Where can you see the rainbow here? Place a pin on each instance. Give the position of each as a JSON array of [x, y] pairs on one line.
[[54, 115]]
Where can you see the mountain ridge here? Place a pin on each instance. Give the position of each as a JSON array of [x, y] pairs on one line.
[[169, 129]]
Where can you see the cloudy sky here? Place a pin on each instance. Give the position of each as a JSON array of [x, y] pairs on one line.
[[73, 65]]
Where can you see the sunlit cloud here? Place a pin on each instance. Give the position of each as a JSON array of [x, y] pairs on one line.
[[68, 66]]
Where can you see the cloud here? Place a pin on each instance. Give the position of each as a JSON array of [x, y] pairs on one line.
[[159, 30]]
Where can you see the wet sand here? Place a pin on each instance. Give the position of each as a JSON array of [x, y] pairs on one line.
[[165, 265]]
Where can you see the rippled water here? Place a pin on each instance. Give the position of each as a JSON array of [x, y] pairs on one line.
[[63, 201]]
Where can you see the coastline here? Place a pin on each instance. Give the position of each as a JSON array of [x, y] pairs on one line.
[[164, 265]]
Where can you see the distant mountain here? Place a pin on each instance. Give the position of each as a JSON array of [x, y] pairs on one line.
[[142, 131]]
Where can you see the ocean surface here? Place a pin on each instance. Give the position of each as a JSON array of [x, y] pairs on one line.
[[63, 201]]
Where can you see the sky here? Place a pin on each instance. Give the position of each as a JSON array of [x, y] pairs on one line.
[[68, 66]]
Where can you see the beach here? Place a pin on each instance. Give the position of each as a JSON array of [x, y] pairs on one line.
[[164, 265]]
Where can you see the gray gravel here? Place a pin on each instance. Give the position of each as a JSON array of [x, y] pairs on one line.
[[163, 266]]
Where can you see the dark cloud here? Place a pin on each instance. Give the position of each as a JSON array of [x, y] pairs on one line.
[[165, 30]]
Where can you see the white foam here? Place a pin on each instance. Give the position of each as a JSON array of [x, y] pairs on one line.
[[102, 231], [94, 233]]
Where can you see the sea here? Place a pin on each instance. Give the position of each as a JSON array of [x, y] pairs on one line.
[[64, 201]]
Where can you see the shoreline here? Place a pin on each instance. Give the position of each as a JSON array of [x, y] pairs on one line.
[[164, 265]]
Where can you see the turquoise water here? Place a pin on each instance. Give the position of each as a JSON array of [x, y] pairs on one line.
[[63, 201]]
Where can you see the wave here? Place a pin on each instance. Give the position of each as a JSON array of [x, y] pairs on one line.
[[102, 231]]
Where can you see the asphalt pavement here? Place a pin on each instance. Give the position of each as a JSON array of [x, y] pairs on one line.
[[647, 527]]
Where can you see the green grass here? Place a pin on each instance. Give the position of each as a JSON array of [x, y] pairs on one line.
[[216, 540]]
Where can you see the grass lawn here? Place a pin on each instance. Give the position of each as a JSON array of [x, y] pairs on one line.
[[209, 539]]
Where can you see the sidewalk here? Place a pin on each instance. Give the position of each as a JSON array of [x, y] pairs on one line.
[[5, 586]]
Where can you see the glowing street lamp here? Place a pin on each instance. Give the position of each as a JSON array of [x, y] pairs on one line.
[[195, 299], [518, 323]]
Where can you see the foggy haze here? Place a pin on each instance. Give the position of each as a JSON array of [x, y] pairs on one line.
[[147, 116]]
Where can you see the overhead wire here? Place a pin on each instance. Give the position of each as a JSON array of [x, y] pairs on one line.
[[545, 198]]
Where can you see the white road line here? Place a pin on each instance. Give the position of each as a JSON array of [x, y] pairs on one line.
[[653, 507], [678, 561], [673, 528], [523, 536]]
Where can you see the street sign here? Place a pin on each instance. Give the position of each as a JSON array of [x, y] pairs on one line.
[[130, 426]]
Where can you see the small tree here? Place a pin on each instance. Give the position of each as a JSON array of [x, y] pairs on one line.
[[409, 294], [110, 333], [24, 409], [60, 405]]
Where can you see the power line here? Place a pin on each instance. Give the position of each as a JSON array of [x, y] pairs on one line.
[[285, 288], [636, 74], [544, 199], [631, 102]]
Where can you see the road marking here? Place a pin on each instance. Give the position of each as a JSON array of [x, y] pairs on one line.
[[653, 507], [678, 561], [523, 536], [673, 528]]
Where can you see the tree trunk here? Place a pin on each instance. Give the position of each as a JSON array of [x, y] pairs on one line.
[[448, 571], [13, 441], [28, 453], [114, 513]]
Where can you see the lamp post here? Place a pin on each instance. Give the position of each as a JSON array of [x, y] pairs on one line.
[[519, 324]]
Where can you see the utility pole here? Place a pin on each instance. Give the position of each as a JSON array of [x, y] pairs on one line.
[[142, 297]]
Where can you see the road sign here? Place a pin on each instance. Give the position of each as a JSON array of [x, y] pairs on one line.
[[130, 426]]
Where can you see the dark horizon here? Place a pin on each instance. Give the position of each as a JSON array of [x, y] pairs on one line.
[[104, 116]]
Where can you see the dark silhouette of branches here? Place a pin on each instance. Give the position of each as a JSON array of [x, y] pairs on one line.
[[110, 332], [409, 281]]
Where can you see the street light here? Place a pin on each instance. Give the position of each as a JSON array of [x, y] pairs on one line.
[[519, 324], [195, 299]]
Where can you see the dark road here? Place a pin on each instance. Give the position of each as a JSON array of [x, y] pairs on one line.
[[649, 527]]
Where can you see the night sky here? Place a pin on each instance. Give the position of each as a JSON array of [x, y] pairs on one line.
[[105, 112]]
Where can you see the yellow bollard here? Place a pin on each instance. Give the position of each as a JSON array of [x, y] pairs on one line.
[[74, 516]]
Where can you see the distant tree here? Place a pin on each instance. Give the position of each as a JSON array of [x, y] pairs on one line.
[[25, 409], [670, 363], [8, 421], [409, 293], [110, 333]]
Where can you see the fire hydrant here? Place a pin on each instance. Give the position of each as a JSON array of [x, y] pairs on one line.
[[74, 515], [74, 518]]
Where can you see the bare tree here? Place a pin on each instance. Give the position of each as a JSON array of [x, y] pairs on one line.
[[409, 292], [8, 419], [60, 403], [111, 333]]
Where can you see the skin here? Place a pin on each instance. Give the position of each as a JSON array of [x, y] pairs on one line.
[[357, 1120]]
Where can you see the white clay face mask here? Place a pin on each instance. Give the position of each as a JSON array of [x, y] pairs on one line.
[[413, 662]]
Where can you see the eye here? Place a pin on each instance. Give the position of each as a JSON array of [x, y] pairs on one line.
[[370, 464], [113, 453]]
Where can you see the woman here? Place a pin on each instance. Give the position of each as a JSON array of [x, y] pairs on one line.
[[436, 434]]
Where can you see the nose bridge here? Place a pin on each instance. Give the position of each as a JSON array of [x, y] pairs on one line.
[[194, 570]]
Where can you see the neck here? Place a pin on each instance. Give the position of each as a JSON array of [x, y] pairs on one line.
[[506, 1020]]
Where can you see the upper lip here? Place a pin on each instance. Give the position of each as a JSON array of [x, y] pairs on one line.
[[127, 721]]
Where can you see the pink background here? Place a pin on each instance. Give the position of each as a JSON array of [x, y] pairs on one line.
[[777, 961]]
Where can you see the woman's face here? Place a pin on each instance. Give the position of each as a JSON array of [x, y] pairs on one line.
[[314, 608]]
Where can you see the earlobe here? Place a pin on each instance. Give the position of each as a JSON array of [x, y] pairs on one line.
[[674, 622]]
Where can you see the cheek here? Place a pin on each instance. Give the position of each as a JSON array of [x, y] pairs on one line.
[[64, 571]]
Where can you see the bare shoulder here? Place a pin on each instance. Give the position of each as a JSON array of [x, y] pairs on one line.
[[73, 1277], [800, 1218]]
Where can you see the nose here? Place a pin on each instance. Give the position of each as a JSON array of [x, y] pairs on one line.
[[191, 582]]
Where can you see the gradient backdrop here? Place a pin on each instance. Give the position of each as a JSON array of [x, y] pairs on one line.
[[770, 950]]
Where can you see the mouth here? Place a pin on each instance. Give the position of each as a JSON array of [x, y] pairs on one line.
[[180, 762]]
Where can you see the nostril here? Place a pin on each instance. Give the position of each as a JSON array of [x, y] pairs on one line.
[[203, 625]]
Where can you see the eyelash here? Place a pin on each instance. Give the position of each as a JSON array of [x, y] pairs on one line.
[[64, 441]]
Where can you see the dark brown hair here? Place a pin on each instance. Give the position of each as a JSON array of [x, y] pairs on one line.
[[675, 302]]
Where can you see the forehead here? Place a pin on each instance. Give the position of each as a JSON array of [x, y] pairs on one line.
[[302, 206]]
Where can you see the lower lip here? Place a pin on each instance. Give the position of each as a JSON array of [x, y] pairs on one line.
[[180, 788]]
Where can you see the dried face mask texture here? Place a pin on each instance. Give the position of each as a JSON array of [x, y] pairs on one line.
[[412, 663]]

_INSTRUCTIONS TO FOLLOW_
Take the line that holds "Where can you see the earlobe" as the first line and the last line of the data as the final one. Retype everything between, both included, exactly.

_RESULT_
Where can you see the earlobe here? Place a pin on each instance. Give the position of each as a JSON array of [x, y] pairs on one line.
[[674, 622]]
Where can you see the cheek here? Place a pin on each instance. Give the position of each as a JSON array of [x, y] pairs on one line.
[[64, 571]]
Where can you see the bare shoulder here? Place a pin on each instance. Give the position of each as a JSON array of [x, y] pairs on one line.
[[73, 1277], [800, 1218]]
Where can you see the nose here? Place a pin on each instance. Give the position of each as a JSON array of [x, y] pairs on one line.
[[191, 582]]
Where can you see the gradient backdrop here? Place a pin on each instance. Give the position of each as a JSON array of [x, y] pairs on one line.
[[770, 950]]
Where can you see the mouth here? Place a pin on each instance. Give the position of each as a JSON array of [x, y] pairs on one line.
[[180, 762]]
Where can you see the nostril here? Place a pin on each instance. Give the position of each as a JSON array of [x, y] pairs on one line.
[[203, 625]]
Where can you see the eyelash here? Place a pin on each instance. Give the position of each as a JSON array of [x, y] pairs on one line.
[[64, 441]]
Where can you see the dark brown hair here? Place a pin on each instance. Give the position of each as a JSON array of [x, y] pairs on one line.
[[675, 302]]
Where can you see the forehead here? Place a pin on each instance. Give the position of each as a JSON array of [x, y] pairs on one line.
[[302, 206]]
Where can you see the lower lip here? Place a pin on each instance. Give the position of each as a JSON array of [x, y] pairs on one line.
[[180, 788]]
Where can you see the dried face mask texture here? Place a pin on each instance. Give the position of each as a JSON array of [x, y] pairs on one line.
[[412, 663]]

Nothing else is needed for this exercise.